== Ausgangstext

Madina: Wenn ich Veganerin in Kasachstan wäre, würde es mir Spaß machen. Wenn man Veganismus nicht so wahrnimmt, dass man jeden Tag Tofu essen und Hafermilch kaufen muss, wird es viel leichter. Ich bevorzuge es, selbst zu kochen und möglichst wenige industriell verarbeitete Nahrungsmittel zu konsumieren. Obwohl es in Kasachstan nicht so viel Fleisch- und Milchersatz wie in Deutschland gibt, sind Obst, Gemüse und Bohnen viel billiger. An jedem Festtag bestelle ich vegane Leckereien für meine Verwandten in Almaty und Astana, und ich finde jedes Mal mindestens zehn neue lokale Bäckereien, die vegane Kuchen backen. Zu Neujahr hat meine Mutter mir ein Foto vom Esstisch ganz ohne Fleisch geschickt, und ich war sehr erfreut.
Anel: Ich glaube nicht, dass Vegan-Sein in Kasachstan sehr schwierig ist. Um vegan zu werden, muss die Denkart sich ändern. Bei mir hat es irgendwann Klick gemacht, und ich habe für mich begriffen, dass es nicht normal ist, Tiere zu essen und sie auszubeuten. Wenn man das Gefühl hat, dass Veganismus die einzig richtige Entscheidung zum Wohl von Tieren ist, kann man überall vegan leben. Oft sagt man, Veganismus sei teuer und kompliziert, weil man sich Luxus-Diäten mit Mango, Chia und Avocado vorstellt. In der Tat besteht die Grundlage veganer Ernährung aus ganz gewöhnlichen Produkten, die man auf dem Basar kaufen kann. Dazu gehören Bohnen, Getreide, Obst und Gemüse.
Glauben Sie, dass mehr Kasachstaner sich vegan ernähren sollten?
Madina: Ich reiße dieses Thema so feinfühlig wie möglich an. Aber ehrlich gesagt will ich schreien. Denn wenn du tolle Veränderungen in deinem Leben beobachtest und dieselben Probleme, die du durchgemacht hast, bei deinen Nächsten bemerkst, willst du deine Erfahrungen teilen. Wenn es um Ernährung geht, werden Menschen oft sehr abwehrend. Ernährung ist ein akutes Thema, und man ist oft nicht bereit, seine Meinung sofort zu ändern. Ich glaube, die Umstellung auf vegane Ernährung ist unvermeidbar. Es ist weder ein Trend noch ein Einfluss des Westens. Investitionen in Food-Start-ups oder Food-Technologien, die sich auf pflanzliche Produkte spezialisieren, sind an der Spitze. Das Wichtigste in der Umstellung auf eine neue Ernährung ist, für neue Informationen empfänglich zu sein und sie zu analysieren, statt sie nur abzulehnen wegen deiner Gewohnheiten oder Stereotypen.

====

Aufgabe 1
Beantworte diese Fragen zum Text über Veganismus in Kasachstan:
(a) Für Verwandte in welchen Städten bestellt Madina an Festtagen vegane Leckereien?
(b) Welche Produkte zählt Anel zur Grundlage veganer Ernährung?
(c) Welche Investitionen sind laut Madina an der Spitze?
Aufgabe 2
Gib aus dem Text über Veganismus in Kasachstan die Stelle von „Madina: Wenn ich“ bis einschließlich „war sehr erfreut.“ wörtlich wieder.

== Ausgangsmaterial

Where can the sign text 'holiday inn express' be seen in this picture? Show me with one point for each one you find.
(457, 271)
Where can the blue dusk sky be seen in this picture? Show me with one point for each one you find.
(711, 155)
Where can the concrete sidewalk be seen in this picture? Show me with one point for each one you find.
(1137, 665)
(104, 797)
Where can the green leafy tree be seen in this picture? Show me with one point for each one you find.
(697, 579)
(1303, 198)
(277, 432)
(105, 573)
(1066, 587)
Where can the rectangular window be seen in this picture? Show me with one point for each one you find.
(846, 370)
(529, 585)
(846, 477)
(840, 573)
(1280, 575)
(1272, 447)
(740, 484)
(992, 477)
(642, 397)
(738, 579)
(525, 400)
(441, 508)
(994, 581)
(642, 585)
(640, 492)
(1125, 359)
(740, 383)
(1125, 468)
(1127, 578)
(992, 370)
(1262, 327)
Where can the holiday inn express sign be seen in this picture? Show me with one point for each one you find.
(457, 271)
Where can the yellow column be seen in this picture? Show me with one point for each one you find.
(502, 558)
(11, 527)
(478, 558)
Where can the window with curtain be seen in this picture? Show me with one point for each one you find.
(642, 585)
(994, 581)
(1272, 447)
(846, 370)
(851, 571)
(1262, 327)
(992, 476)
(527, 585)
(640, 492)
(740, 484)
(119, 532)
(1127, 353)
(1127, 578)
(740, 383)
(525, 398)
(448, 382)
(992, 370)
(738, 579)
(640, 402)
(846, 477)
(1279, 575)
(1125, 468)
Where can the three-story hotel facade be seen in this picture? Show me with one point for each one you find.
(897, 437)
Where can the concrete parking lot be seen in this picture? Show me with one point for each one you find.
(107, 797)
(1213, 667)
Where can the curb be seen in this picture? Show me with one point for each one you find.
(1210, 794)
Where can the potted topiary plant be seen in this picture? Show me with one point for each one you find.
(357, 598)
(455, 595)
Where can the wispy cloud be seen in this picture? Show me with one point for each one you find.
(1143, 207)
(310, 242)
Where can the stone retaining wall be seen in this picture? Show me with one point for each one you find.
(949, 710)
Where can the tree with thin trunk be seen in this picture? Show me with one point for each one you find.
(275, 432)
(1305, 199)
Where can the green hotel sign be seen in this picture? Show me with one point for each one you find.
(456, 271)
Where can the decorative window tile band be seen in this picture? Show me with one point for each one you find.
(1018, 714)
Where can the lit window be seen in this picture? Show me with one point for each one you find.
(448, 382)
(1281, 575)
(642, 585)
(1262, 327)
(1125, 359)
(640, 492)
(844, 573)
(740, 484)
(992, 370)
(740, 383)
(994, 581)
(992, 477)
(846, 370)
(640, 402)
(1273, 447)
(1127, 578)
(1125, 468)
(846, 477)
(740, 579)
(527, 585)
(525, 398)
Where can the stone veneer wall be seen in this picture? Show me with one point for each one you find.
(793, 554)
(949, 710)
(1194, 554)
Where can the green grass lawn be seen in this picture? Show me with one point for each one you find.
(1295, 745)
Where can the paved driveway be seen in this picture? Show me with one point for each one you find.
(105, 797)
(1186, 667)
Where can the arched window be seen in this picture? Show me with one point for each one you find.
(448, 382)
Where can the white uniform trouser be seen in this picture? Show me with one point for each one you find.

====

Antwort 1
(a) In Almaty und Astana.
(b) Bohnen, Getreide, Obst und Gemüse.
(c) Investitionen in Food-Start-ups oder Food-Technologien, die sich auf pflanzliche Produkte spezialisieren.

Antwort 2
Madina: Wenn ich Veganerin in Kasachstan wäre, würde es mir Spaß machen. Wenn man Veganismus nicht so wahrnimmt, dass man jeden Tag Tofu essen und Hafermilch kaufen muss, wird es viel leichter. Ich bevorzuge es, selbst zu kochen und möglichst wenige industriell verarbeitete Nahrungsmittel zu konsumieren. Obwohl es in Kasachstan nicht so viel Fleisch- und Milchersatz wie in Deutschland gibt, sind Obst, Gemüse und Bohnen viel billiger. An jedem Festtag bestelle ich vegane Leckereien für meine Verwandten in Almaty und Astana, und ich finde jedes Mal mindestens zehn neue lokale Bäckereien, die vegane Kuchen backen. Zu Neujahr hat meine Mutter mir ein Foto vom Esstisch ganz ohne Fleisch geschickt, und ich war sehr erfreut.